/---
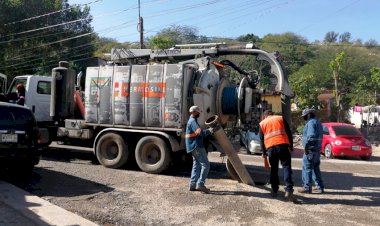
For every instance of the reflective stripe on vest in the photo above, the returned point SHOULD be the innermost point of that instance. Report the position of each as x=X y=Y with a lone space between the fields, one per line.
x=194 y=134
x=274 y=131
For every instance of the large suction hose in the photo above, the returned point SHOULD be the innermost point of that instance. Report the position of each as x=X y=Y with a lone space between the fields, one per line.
x=221 y=137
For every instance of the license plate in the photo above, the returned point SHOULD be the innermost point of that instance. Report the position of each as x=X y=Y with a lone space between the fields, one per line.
\---
# Exercise details
The records above need to be copied exactly, with the pictures left out.

# Solution for this task
For every instance of the reflective stripe on vest in the photo above, the returned point SHOULD be the innermost point of that instance. Report the position of each as x=X y=Y with a lone space between the fields, one per line.
x=194 y=134
x=274 y=131
For every instance of the large suction hose in the photo above, the returned point SHOULD be the innermost point of that instance. Report the position of each as x=X y=Y with a lone space between the fields, one per line.
x=221 y=137
For every instance of the license plate in the photo above, the returned point SHOULD be the innermost point of that instance. Report the position of each as x=X y=Y with a lone space between the fields, one per line.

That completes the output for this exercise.